(Point labeling dataset excerpts)
* * *

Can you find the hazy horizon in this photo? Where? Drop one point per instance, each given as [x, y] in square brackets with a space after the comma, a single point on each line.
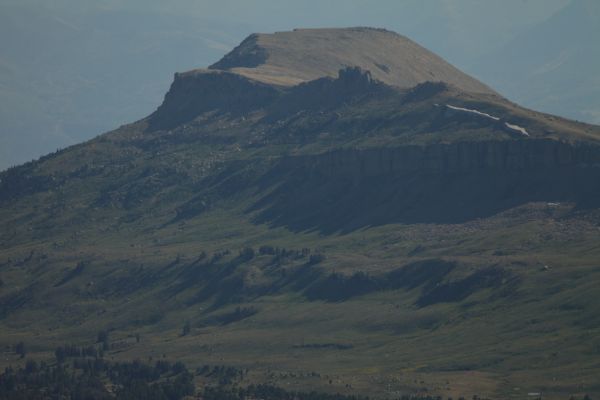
[72, 70]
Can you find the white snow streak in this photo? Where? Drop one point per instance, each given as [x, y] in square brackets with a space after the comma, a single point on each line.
[482, 114]
[517, 128]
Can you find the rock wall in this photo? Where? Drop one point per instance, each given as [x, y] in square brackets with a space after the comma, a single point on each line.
[195, 92]
[514, 155]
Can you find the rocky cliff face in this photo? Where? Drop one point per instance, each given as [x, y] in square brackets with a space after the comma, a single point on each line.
[515, 155]
[195, 92]
[350, 189]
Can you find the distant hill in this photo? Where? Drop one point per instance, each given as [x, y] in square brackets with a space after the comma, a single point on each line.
[554, 65]
[289, 58]
[363, 232]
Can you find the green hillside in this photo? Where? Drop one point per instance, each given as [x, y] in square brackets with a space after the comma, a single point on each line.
[342, 235]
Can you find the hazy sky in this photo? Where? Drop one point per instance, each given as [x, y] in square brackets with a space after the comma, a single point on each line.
[71, 69]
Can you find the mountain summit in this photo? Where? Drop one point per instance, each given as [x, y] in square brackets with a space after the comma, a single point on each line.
[328, 209]
[289, 58]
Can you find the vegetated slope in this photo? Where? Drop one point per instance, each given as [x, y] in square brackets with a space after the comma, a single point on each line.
[342, 234]
[561, 50]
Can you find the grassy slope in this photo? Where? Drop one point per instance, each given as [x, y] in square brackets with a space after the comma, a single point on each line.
[115, 212]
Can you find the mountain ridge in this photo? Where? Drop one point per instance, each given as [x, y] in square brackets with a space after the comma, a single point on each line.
[289, 58]
[334, 234]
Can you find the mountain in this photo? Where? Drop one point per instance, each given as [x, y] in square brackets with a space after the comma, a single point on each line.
[318, 225]
[61, 70]
[553, 65]
[289, 58]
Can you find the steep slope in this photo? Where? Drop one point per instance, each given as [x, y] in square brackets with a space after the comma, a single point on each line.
[288, 58]
[342, 234]
[559, 55]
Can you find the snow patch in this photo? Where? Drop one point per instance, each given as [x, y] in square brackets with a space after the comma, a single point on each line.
[476, 112]
[517, 128]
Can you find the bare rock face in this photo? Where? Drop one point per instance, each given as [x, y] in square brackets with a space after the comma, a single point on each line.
[290, 58]
[195, 92]
[523, 156]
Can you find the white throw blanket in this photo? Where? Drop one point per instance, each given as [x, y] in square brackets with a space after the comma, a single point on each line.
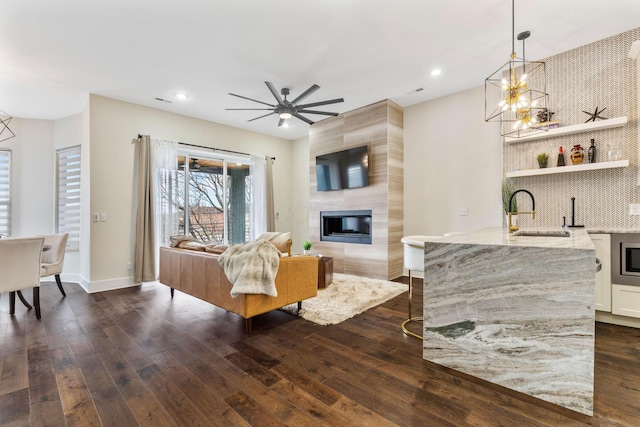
[251, 267]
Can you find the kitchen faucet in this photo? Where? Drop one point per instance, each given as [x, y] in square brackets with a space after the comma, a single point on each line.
[513, 228]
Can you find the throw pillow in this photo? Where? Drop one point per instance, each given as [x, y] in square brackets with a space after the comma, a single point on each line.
[281, 240]
[175, 240]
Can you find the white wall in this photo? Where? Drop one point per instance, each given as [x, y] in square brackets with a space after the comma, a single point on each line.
[452, 160]
[114, 125]
[32, 177]
[300, 172]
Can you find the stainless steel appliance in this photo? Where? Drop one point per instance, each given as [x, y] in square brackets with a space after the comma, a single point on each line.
[625, 259]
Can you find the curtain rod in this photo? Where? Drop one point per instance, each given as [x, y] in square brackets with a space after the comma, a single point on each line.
[212, 148]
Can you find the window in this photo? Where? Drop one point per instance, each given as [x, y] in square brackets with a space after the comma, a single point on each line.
[68, 209]
[217, 194]
[5, 192]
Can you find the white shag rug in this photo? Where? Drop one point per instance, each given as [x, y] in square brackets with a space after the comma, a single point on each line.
[346, 297]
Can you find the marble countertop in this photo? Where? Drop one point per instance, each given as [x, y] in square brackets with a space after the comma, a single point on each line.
[578, 239]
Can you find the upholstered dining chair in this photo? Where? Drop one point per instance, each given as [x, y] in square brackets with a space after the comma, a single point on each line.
[53, 259]
[20, 268]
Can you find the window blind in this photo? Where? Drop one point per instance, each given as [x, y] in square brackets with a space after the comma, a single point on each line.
[69, 196]
[5, 192]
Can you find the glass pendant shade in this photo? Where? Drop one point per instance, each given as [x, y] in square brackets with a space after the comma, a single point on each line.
[517, 92]
[514, 95]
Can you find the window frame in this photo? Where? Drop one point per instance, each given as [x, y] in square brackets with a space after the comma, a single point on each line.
[73, 191]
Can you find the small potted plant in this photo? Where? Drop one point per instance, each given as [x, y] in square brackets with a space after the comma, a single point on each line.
[543, 159]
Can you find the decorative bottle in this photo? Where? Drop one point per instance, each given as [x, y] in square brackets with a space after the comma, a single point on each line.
[577, 154]
[560, 157]
[592, 152]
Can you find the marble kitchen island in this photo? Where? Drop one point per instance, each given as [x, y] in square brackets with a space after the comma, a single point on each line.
[517, 311]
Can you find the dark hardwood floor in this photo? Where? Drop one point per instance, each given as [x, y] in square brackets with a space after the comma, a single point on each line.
[136, 357]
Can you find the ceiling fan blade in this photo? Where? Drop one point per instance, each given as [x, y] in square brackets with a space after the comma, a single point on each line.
[261, 117]
[250, 99]
[306, 93]
[324, 113]
[304, 119]
[315, 104]
[274, 92]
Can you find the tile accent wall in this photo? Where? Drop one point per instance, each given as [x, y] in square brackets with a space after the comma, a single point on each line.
[599, 74]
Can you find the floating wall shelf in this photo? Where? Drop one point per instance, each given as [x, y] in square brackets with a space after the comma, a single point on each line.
[567, 130]
[569, 168]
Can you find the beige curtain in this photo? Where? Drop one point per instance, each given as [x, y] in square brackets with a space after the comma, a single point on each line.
[271, 216]
[145, 260]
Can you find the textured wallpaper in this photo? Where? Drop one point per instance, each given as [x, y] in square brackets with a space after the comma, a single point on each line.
[599, 74]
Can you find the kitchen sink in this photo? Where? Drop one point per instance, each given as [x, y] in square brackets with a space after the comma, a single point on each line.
[542, 233]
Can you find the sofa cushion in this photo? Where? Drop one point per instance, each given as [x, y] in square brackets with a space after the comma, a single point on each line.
[215, 248]
[281, 240]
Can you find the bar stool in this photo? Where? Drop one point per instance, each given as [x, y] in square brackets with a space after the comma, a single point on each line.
[413, 261]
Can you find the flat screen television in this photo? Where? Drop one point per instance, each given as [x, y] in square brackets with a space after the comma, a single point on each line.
[343, 169]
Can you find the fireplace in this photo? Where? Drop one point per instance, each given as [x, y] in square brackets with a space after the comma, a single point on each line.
[346, 226]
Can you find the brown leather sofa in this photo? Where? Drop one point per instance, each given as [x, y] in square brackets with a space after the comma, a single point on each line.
[199, 274]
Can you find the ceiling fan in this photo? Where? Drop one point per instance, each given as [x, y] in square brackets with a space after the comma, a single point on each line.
[286, 109]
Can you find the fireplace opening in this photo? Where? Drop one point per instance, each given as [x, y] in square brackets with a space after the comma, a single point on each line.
[346, 226]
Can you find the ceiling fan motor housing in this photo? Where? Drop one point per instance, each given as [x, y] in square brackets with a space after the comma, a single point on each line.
[287, 109]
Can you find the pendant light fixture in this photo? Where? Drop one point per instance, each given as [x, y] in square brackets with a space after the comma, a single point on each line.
[516, 92]
[5, 132]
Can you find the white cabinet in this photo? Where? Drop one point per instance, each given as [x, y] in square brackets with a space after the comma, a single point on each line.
[626, 300]
[602, 243]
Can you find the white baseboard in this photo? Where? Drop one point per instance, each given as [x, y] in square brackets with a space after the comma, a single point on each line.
[632, 322]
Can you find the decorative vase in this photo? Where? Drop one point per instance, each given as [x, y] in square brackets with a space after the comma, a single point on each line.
[577, 154]
[614, 152]
[592, 152]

* * *

■ What to work on
Copy the material above exactly and drop the pictures.

■ Exercise response
Can you find the hazy horizon in this photo? Where? Drop one point per instance, each given as [x, y] in square brackets with a space after the comma, a single point on each line.
[72, 70]
Can you find the white snow streak in this photo? Where? Drop one point per instance, each given as [x, y] in square brackets with a space after the comma, a single point on each line.
[482, 114]
[517, 128]
Can you find the rock wall in this photo? Where? Drop one point per instance, each given as [x, y] in square brackets with a space after the comma, a single point on each line.
[195, 92]
[514, 155]
Can you find the rocky cliff face in this photo? Where? Drop one point per instance, each given as [x, y] in square brackets with a space after the comma, a single point on each line.
[515, 155]
[195, 92]
[350, 189]
Can you find the distant hill in this photo? Where? Drop one point per instance, each given as [x, y] in square brackets with a space after the comma, a single point on each line.
[554, 65]
[289, 58]
[363, 232]
Can you find the green hillside in this photo? Where? Drop one point per instance, each given as [x, y] in square brackets with a space after the comma, a single point on each line.
[342, 235]
Can you find the hazy sky in this photo? Where? Drop one point per instance, each given as [x, y] in square brackets with a space after the comma, a single point on each line.
[71, 69]
Can you find the mountain summit in this photo? Where? Drop one point per instance, each given as [x, y] in square brackets with a space after the comma, a single point on each line.
[328, 209]
[289, 58]
Can you find the vegetated slope in this photo? Where? Drop one point per instance, each given as [x, y] in square brackets with a space after the comma, a single point on each line.
[342, 234]
[561, 50]
Can you find the grassy slope in this photo? Where? Drop one point per instance, each given as [x, y] in square brackets with a space after the comma, a single point on each line.
[115, 212]
Can you find the mountain ridge in this photo? Where? Drop one point per instance, each given as [x, y] in square brackets with a space after the comma, a single point on each line.
[289, 58]
[334, 234]
Can you find the mountain in this photo? Where? Drop one point per instance, each given as [x, y] in square brackets with a space after the comma, a single point on each line.
[318, 225]
[61, 70]
[553, 65]
[289, 58]
Can you find the steep slope in this photo? Where? Drop one point per instance, each given as [x, y] in square brackets with a space after the comma, a single point on each line.
[288, 58]
[342, 234]
[559, 55]
Can you find the snow patch in this photo? Where? Drop one point per instance, each given as [x, y] in square brackets with a space after the comma, a single point on each line.
[476, 112]
[517, 128]
Can you find the bare rock face in this photo? Where? Drop one point per instance, each given as [x, y] in square brackets with a space after the comma, a single point on each line.
[290, 58]
[195, 92]
[523, 156]
Can you find the white throw blanket in this photo? Where? Drop one point per instance, each given as [x, y] in square brackets with a space after the comma, a single point on each line.
[251, 267]
Can you find the kitchen faucet in this photo? Where? Drop one point per instance, each given as [x, y] in square brackets with a space after the comma, a single point on each line.
[513, 228]
Can you find the throw pillow in this photo? Where? Drop one point per instance, each given as [x, y] in square brackets with a space after the comma, a single point on each line.
[281, 240]
[175, 240]
Can you find the white wall in this photo? Where? Drop one point per instance, each given as [x, y] in square brackets with a space after the comma, a single point on each line.
[452, 160]
[114, 125]
[32, 177]
[300, 172]
Can you find the stainless steel appliance in this photo? Where? Drop one point per instance, each given as [x, y] in square brackets with a space after the comma, a single point on each line.
[625, 259]
Can you find the curtain rod in this photo? Where? Drop one point per instance, each given as [x, y] in square brackets with a space after the comma, a single point on each line.
[212, 148]
Can you find the window in this photo? Where? Drop one point per instance, each given as [x, y] in square brackets with a space after the comma, a single point on each line.
[68, 209]
[217, 194]
[5, 192]
Can you find the white shag rug in this photo? Where? Drop one point per instance, each given as [x, y] in square brackets with a space after the comma, a single point on each line.
[346, 297]
Can you find the marble countertop in this photo? Where? Drop one point per instance, each given as [x, y] in square brackets with a space after the comma, a single point on each line.
[578, 239]
Can you find the upholstered dining chair in this photo? Where? Drop one point per instance, each given as [x, y] in square brackets with a space after the comma, a single point on each line.
[53, 259]
[20, 268]
Can you find the window blind in this photo? Where? Drop one point per instance, each given as [x, y] in square brackets with a space after the comma, a single point on each line.
[69, 196]
[5, 192]
Can you find the glass pendant shade in this photo? Where? Drop one point per instance, each given as [x, y] in square brackets with a space after the comma, a single point on each line.
[517, 92]
[514, 95]
Can you find the window frame in this photo? Where? Drop one point per instance, each given as [x, y] in square brackets with a space after the comma, a single point on each line.
[73, 191]
Can you find the small potted plant in this photo? Where? Drop one point per instance, each given as [x, y] in square brackets with a space after the comma, a single point on each line.
[543, 159]
Can you find the decorative bottle in this photo? Where? Drop one point per instance, each given as [x, y] in square brackets with a space after the comma, a single point on each line.
[577, 154]
[560, 157]
[592, 152]
Can you find the marble kitchen island in this photo? Where? Drop one point per instance, each given as [x, y] in square brackets with a space after the comma, a single point on each line.
[517, 311]
Can you find the dark hardwood floor in this photo? Where? Drop one point per instance, each given as [x, y] in square brackets with a space after the comma, a single point on each line.
[136, 357]
Can you find the ceiling fan blade in this photo? Where? Drop one point per instance, each given as [x, y] in square brackets with a space after the comma, a single point on each line.
[261, 117]
[250, 99]
[306, 93]
[324, 113]
[304, 119]
[315, 104]
[274, 92]
Can you find the tile accent wall in this photo? Where? Drop one point per instance, each given as [x, y] in square brackets with a space after the comma, a single point on each line.
[599, 74]
Can you find the floating wall shelf in this photo? Where? Drop one point per instance, each given as [x, y] in square brackets with a space after the comma, a single point on each line.
[567, 130]
[569, 168]
Can you find the beige curtain in this photo? Where? Drop one point per instance, each given as [x, y] in square brackets with a space after the comma, a single point on each line.
[271, 216]
[145, 260]
Can you find the textured wallpaper in this photo? Where? Drop one point per instance, each given as [x, y] in square brackets with a space after the comma, a single point on each line.
[599, 74]
Can you find the kitchen sink in this photo? Where? Drop one point per instance, each given as [x, y] in square brackets with a space after the comma, a single point on each line.
[542, 233]
Can you find the sofa cushion in this photo? Where? Drop one point per instance, each given as [x, y] in square brackets with a space after the comma, a single point on each line.
[215, 248]
[281, 240]
Can you find the bar stool in this photo? Where? Drop one point per instance, each given as [x, y] in square brackets with a space after the comma, a single point on each line.
[413, 261]
Can you find the flat screen television in this photo? Where? Drop one point per instance, each given as [x, y] in square brackets with a space after the comma, a single point on each line.
[343, 169]
Can you find the fireplace in this photo? Where? Drop one point per instance, each given as [x, y] in square brackets with a space after the comma, a single point on each line.
[346, 226]
Can you find the brown leather sofa in this photo? Where? Drop one point per instance, each given as [x, y] in square brackets with a space after the comma, a single point on each line.
[199, 274]
Can you find the ceiling fan in this photo? Where? Drop one point per instance, each given as [x, y] in square brackets with a space after the comma, a single point on each line.
[286, 109]
Can you find the fireplace opening in this photo? Where? Drop one point per instance, each given as [x, y] in square brackets with a space after the comma, a single point on each line.
[346, 226]
Can you find the ceiling fan motor housing in this photo? Where? Drop one point per instance, each given as [x, y] in square brackets with a space after the comma, a single point on each line.
[287, 109]
Can you find the pendant light fixture in this photo? Where? Drop one point per instance, each given as [x, y] in square brackets with a space after the comma, a single point on each line.
[516, 92]
[5, 132]
Can you find the white cabinet in this photo? Where? Drop one point per instance, each given as [x, y] in square brackets with a space after the comma, a single point on each line.
[626, 300]
[602, 243]
Can you find the white baseboard in this photo? Where? Drop one point per instance, each given as [x, y] in square brackets with a space after the comma, a single point on each line.
[632, 322]
Can you find the decorative vase in this photo? Where? Drop one point per instance, each given as [x, y] in square brackets with a space after the comma, a single point on each line.
[577, 154]
[614, 152]
[592, 152]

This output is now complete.